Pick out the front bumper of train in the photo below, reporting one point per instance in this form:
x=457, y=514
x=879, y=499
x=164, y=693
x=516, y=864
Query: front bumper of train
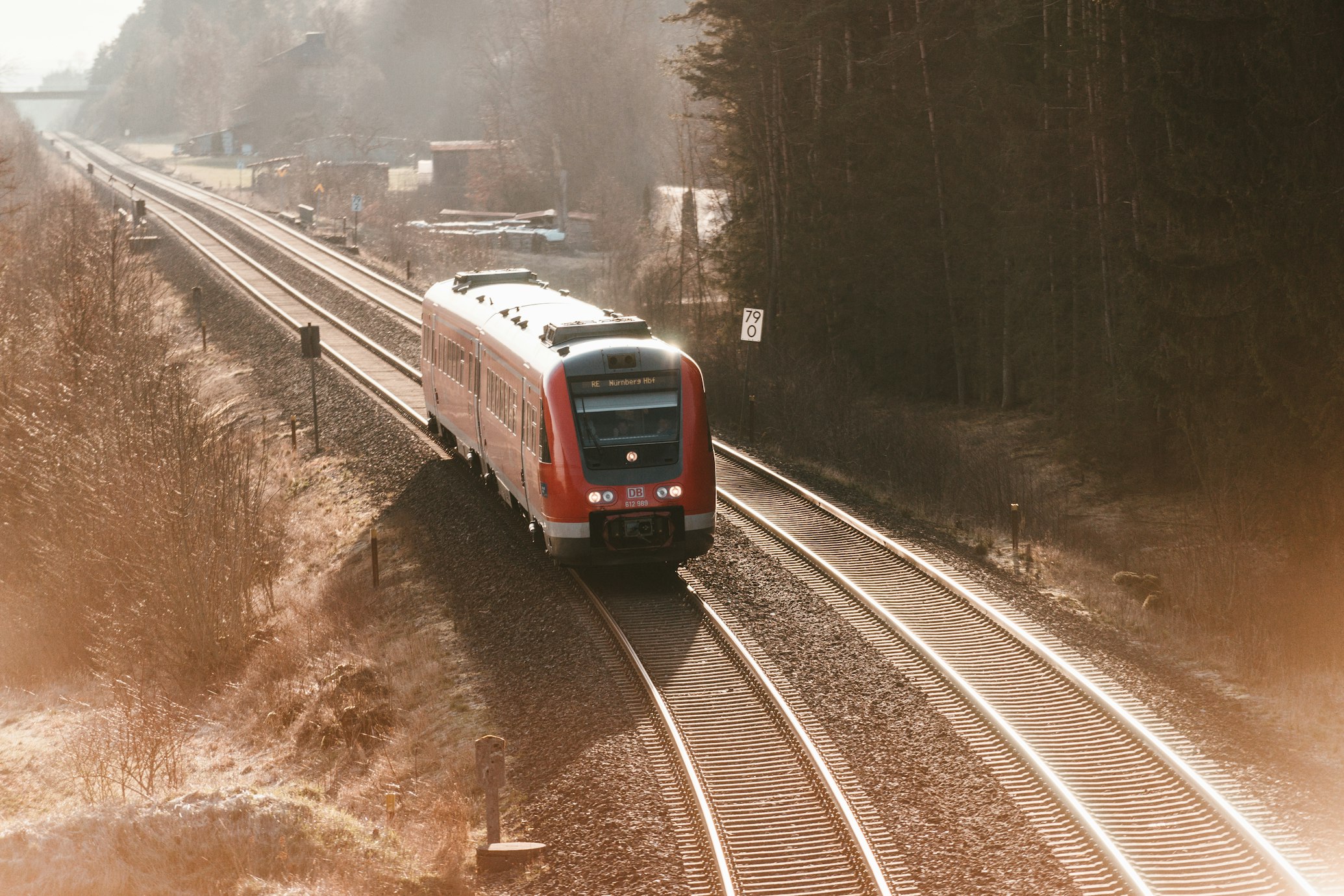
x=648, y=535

● YOUR OBJECTIVE: Rewrite the lines above, replacing every occurrence of "front bumper" with "rear coupler" and leaving everything else unchanged. Omit the pictures from your version.

● FINISHED TASK:
Pick out the rear coupler of train in the photo below, reporting one point per instance in this form:
x=457, y=514
x=879, y=499
x=164, y=693
x=516, y=864
Query: rear coupler of train
x=648, y=535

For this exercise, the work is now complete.